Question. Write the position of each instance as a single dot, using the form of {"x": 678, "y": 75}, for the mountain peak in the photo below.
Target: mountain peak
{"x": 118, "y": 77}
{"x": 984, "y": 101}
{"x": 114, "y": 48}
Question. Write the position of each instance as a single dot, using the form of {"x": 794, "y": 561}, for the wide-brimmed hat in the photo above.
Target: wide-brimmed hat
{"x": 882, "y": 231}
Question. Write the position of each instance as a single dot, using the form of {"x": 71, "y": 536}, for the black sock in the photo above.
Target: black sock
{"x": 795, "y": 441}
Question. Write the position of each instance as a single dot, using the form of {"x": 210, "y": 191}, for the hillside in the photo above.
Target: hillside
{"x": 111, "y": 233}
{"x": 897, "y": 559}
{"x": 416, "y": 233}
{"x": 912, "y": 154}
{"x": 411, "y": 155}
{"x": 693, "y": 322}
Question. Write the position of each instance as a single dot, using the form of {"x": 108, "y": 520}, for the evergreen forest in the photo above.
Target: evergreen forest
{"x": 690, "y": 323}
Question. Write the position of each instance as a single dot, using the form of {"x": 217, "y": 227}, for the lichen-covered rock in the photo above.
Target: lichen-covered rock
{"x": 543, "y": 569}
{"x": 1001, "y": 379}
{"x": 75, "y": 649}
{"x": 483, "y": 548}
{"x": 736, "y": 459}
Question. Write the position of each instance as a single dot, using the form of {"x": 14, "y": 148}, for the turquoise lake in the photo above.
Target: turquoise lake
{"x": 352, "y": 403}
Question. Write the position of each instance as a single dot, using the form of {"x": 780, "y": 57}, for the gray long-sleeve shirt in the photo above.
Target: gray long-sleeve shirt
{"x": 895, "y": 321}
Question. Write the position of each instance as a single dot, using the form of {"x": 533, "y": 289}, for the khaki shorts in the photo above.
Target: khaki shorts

● **Short problem**: Copy every line of the records above word for word, keeping their order and wording unchanged.

● **Response to this exercise**:
Question. Write the position of each instance as a single dot, using the form of {"x": 678, "y": 75}, for the mountain peak in the photo below.
Target: mountain peak
{"x": 118, "y": 77}
{"x": 984, "y": 101}
{"x": 114, "y": 48}
Question. Write the position of each instance as a single dot, using the form of {"x": 794, "y": 561}, for the wide-brimmed hat in the photo above.
Target: wide-brimmed hat
{"x": 882, "y": 231}
Question. Write the position of each instance as a single dot, using the form of {"x": 71, "y": 536}, for the black sock in the photo above.
Target: black sock
{"x": 795, "y": 441}
Question. Write the position of each instance as a single dot, using the form of {"x": 210, "y": 191}, for the hillside in the photo above.
Target: hillside
{"x": 111, "y": 233}
{"x": 897, "y": 559}
{"x": 416, "y": 233}
{"x": 912, "y": 154}
{"x": 411, "y": 155}
{"x": 693, "y": 322}
Question. Write the position of each instance as a single dot, using the form of {"x": 108, "y": 520}, for the evergreen forest in the photo above.
Target: evergreen forest
{"x": 690, "y": 323}
Question. Write the position of each instance as a single dot, using the form of {"x": 217, "y": 227}, for the lichen-covered rock in the photo above.
Target: lichen-covered rock
{"x": 543, "y": 569}
{"x": 1001, "y": 379}
{"x": 75, "y": 649}
{"x": 483, "y": 548}
{"x": 736, "y": 459}
Question. Write the position of each instance as a single dot, using the form of {"x": 14, "y": 148}, for the turquoise lake in the photo above.
Target: turquoise lake
{"x": 352, "y": 403}
Question. Write the position of each instance as a single dot, using the form of {"x": 780, "y": 57}, for the gray long-sleeve shirt in the photo above.
Target: gray long-sleeve shirt
{"x": 895, "y": 321}
Question. Write the position of each instance as a single dot, using the form of {"x": 533, "y": 289}, for the khaki shorts in the photo above.
Target: khaki shorts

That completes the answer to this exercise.